## Your task:
Repeat exactly, and only, the lines from the line containing "For every instance of the upper" through the last line of the records below, including both.

## Listed entries:
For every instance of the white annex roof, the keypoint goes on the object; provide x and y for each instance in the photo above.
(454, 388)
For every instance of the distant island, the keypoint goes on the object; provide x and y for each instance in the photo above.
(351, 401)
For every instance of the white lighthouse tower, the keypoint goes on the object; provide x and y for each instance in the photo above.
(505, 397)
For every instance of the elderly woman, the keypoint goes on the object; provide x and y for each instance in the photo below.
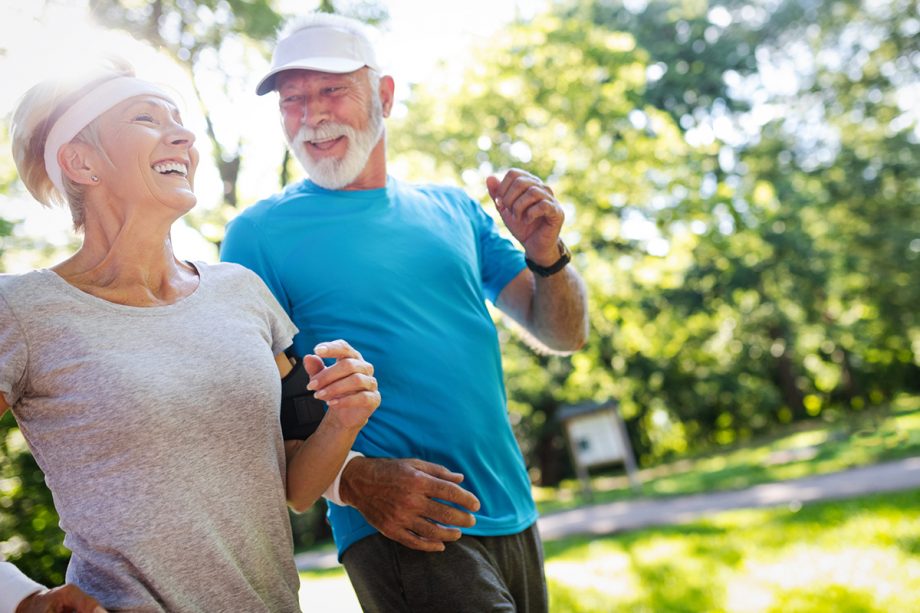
(148, 387)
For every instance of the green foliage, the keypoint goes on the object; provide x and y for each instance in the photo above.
(750, 247)
(805, 449)
(28, 522)
(834, 556)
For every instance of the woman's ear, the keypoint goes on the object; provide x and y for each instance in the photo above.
(77, 161)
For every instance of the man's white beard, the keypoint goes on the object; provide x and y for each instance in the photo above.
(332, 173)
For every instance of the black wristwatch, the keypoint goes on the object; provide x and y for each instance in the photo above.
(565, 256)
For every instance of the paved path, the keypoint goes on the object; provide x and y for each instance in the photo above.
(630, 515)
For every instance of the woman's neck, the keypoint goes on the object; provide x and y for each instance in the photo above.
(130, 264)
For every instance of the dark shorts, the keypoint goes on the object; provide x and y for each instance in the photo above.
(474, 574)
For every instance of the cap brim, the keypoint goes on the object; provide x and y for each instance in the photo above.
(332, 65)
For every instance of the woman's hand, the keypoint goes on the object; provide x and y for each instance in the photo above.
(348, 386)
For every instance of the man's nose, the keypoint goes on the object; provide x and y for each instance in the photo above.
(314, 113)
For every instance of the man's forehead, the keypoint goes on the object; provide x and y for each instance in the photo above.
(294, 77)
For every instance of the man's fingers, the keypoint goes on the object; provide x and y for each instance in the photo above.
(65, 598)
(313, 364)
(336, 349)
(445, 487)
(342, 369)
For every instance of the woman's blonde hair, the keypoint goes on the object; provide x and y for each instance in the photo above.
(35, 115)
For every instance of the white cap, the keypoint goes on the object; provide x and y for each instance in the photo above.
(320, 46)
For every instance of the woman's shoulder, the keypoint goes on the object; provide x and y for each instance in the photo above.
(228, 274)
(22, 286)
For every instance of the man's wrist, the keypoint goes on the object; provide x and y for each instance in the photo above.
(550, 265)
(15, 587)
(333, 493)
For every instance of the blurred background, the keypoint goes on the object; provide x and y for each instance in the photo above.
(741, 180)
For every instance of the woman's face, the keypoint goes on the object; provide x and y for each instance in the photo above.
(152, 156)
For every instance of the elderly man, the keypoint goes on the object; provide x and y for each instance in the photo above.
(403, 272)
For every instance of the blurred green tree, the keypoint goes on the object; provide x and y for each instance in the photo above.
(741, 186)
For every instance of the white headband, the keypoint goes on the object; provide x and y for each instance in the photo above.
(86, 109)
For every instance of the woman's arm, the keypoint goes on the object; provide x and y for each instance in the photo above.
(350, 390)
(19, 594)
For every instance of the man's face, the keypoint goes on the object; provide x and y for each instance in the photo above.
(332, 123)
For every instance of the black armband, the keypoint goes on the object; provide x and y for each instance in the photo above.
(301, 412)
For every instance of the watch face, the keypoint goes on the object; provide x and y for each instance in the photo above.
(564, 257)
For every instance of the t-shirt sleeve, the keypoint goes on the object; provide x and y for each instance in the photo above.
(499, 259)
(14, 353)
(244, 245)
(283, 329)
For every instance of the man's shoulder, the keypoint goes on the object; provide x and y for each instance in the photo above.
(438, 190)
(265, 207)
(447, 197)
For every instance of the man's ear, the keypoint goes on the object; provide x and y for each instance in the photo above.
(387, 87)
(77, 161)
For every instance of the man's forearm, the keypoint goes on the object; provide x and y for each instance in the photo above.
(560, 310)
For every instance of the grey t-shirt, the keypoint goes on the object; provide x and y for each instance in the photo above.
(157, 429)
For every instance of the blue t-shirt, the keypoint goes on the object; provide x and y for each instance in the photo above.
(402, 273)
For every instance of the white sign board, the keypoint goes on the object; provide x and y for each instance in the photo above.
(595, 440)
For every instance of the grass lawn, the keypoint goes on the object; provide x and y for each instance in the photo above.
(860, 555)
(810, 448)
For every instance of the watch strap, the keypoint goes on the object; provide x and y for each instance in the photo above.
(565, 256)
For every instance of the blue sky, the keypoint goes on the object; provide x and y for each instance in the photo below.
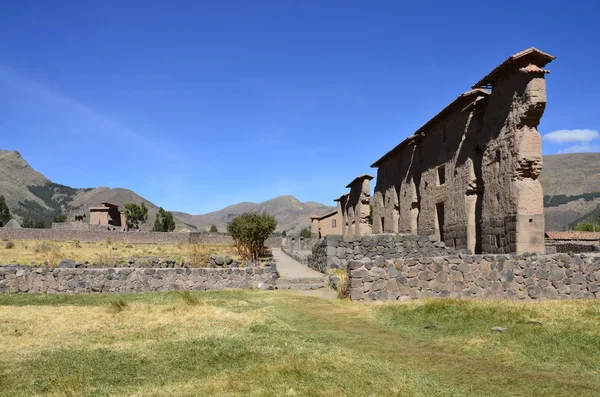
(198, 105)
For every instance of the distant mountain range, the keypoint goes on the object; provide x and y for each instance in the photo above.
(29, 194)
(571, 185)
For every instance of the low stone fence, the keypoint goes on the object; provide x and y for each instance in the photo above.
(26, 279)
(300, 256)
(296, 243)
(558, 276)
(335, 251)
(574, 247)
(132, 237)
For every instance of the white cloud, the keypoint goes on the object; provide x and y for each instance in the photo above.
(580, 149)
(568, 136)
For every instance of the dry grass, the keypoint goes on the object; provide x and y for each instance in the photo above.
(245, 343)
(108, 252)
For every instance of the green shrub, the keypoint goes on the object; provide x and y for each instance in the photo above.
(305, 233)
(249, 233)
(164, 221)
(60, 218)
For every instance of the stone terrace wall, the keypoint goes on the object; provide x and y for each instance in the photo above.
(558, 276)
(296, 243)
(335, 251)
(25, 279)
(132, 237)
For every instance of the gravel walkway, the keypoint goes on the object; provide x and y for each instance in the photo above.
(290, 268)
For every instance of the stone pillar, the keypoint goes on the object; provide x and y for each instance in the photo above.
(359, 202)
(513, 213)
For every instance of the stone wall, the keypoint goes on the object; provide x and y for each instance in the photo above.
(133, 237)
(558, 276)
(296, 244)
(335, 251)
(469, 176)
(26, 279)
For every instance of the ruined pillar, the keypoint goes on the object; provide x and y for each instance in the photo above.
(359, 205)
(513, 213)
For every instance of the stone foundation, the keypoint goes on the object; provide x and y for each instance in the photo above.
(334, 252)
(25, 279)
(133, 237)
(558, 276)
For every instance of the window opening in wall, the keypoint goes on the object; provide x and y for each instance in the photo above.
(439, 207)
(441, 175)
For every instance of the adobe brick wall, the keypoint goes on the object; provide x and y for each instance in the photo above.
(26, 279)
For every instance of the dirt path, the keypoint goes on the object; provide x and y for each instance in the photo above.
(290, 268)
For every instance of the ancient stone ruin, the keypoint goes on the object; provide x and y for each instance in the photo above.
(469, 176)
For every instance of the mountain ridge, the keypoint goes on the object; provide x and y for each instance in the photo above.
(30, 194)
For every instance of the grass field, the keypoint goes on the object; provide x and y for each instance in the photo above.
(52, 252)
(249, 343)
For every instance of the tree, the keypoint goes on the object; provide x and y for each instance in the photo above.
(60, 218)
(4, 212)
(31, 223)
(136, 215)
(306, 233)
(250, 231)
(164, 221)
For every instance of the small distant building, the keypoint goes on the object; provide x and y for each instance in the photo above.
(12, 224)
(323, 225)
(107, 215)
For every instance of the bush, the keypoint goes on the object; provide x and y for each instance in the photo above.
(343, 287)
(587, 227)
(198, 255)
(60, 218)
(305, 233)
(164, 221)
(249, 233)
(136, 215)
(43, 246)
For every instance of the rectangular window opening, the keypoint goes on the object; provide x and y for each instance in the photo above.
(441, 175)
(439, 207)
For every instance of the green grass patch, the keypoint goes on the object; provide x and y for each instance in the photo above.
(249, 343)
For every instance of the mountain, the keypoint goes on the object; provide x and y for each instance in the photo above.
(291, 214)
(571, 184)
(574, 181)
(29, 194)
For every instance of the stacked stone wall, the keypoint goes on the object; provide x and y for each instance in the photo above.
(296, 243)
(133, 237)
(26, 279)
(558, 276)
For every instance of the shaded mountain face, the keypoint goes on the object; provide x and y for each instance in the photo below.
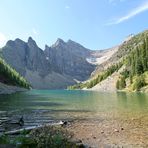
(56, 67)
(69, 59)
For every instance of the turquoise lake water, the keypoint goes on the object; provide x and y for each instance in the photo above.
(66, 104)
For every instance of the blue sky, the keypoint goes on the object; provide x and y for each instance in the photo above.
(96, 24)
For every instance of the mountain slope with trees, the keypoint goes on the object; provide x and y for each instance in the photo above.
(10, 80)
(133, 56)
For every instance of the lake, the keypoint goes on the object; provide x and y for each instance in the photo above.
(67, 104)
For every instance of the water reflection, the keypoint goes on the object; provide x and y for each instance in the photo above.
(78, 102)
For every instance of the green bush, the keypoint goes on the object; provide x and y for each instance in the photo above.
(10, 76)
(139, 83)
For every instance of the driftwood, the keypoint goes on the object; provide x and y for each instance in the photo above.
(18, 131)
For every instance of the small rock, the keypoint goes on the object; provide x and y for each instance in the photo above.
(116, 130)
(102, 132)
(122, 128)
(80, 145)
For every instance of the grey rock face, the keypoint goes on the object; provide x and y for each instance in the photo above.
(69, 59)
(54, 68)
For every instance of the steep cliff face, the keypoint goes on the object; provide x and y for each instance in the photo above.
(69, 59)
(56, 67)
(23, 56)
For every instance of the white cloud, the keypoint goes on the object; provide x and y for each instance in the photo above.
(143, 7)
(34, 31)
(3, 39)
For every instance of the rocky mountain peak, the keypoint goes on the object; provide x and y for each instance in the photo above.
(31, 42)
(59, 42)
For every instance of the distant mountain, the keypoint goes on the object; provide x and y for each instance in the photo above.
(10, 80)
(58, 66)
(125, 69)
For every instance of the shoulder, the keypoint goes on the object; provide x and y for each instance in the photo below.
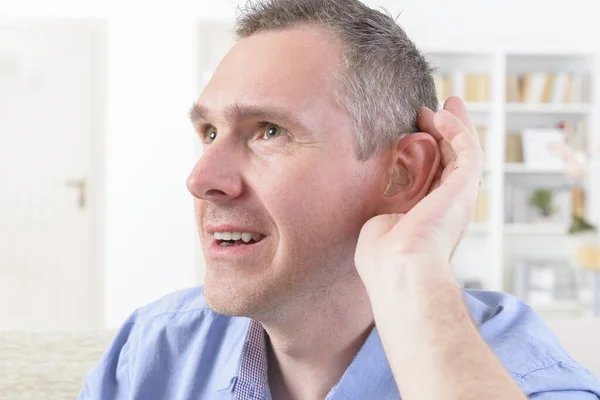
(526, 346)
(162, 339)
(183, 312)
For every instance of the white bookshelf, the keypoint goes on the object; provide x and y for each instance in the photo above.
(505, 241)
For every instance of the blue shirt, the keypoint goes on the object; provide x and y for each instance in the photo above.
(178, 348)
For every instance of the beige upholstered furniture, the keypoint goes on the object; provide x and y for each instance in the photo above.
(48, 365)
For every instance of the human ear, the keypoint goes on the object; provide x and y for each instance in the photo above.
(415, 161)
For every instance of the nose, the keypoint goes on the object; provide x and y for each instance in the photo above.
(216, 176)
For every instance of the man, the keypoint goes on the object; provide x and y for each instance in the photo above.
(327, 222)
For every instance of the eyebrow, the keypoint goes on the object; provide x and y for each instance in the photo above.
(237, 112)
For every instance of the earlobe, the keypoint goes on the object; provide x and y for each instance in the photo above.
(399, 179)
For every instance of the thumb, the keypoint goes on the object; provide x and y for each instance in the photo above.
(378, 226)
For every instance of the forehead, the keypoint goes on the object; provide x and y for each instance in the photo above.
(295, 68)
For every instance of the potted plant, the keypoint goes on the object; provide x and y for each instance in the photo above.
(584, 243)
(541, 199)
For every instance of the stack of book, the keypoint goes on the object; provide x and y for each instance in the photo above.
(472, 86)
(545, 87)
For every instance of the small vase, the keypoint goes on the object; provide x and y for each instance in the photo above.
(584, 250)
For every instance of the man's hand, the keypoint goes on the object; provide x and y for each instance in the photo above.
(433, 348)
(428, 234)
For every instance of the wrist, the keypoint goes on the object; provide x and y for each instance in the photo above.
(412, 283)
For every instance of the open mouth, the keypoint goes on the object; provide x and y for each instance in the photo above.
(227, 239)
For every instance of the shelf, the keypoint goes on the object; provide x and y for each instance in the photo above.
(535, 229)
(560, 306)
(523, 169)
(478, 228)
(523, 108)
(479, 107)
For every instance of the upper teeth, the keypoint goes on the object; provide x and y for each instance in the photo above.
(245, 236)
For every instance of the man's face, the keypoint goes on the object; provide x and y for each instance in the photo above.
(278, 163)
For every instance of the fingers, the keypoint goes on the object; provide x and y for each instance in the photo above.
(465, 144)
(425, 122)
(457, 107)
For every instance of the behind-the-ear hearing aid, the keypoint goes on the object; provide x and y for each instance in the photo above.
(398, 179)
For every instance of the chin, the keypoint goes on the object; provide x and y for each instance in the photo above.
(235, 299)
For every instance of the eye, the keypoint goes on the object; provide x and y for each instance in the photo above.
(272, 131)
(210, 134)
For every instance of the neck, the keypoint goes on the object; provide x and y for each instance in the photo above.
(310, 348)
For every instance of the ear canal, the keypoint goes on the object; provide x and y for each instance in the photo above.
(399, 179)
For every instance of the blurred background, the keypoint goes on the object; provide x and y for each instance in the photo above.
(95, 148)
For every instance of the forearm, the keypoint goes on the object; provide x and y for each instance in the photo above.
(433, 348)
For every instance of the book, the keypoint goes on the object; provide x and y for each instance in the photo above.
(482, 207)
(481, 133)
(536, 147)
(476, 87)
(514, 148)
(534, 85)
(458, 83)
(577, 89)
(558, 91)
(513, 91)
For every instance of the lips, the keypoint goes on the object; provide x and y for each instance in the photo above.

## Task solution:
For every instance of the upper teeth, the keypoint goes on the object; provide x and y for each instance in the photo above.
(245, 236)
For every instance of the man's face, the keypoint goes on the object; provide x and y for each instance in the photo above.
(278, 163)
For every instance of the fingers, the keypoint goes on the object; provide x and y for each instance in the photo above.
(465, 144)
(425, 122)
(457, 107)
For every instance of the behind-the-ear hearing aid, the keypoint goes on the object; provide x and y for each instance in the photo above.
(398, 179)
For every instance of the chin, the keypoint goes on the object; provide x and y for each instance in the photo above.
(235, 299)
For every instance of the eye, the keypoint goes on the object; provide x and y for each instance in the photo above.
(272, 131)
(210, 134)
For every instance of the neck, the keypoint goes on the object; provide x and y for each instance in the photo above.
(310, 348)
For every instance of the ear canal, the keypoint goes on the object; provide x and y for each instance in the photo above.
(399, 179)
For every instance of the blurred background, the keypoint goes on the object; provide x and y for each instance in the photo above.
(95, 148)
For every instance of the forearm, the keypoint goes on the object; provide x and y for each instance in the photo above.
(433, 348)
For every instance of the book, the keypoint goes on the object; provide x and y for each instance in the photo above.
(482, 207)
(481, 133)
(536, 147)
(476, 87)
(514, 148)
(534, 85)
(458, 83)
(577, 89)
(558, 91)
(513, 91)
For every instance of the lips, the keypoint goes on the object; provide x and y for each instance in the photo above.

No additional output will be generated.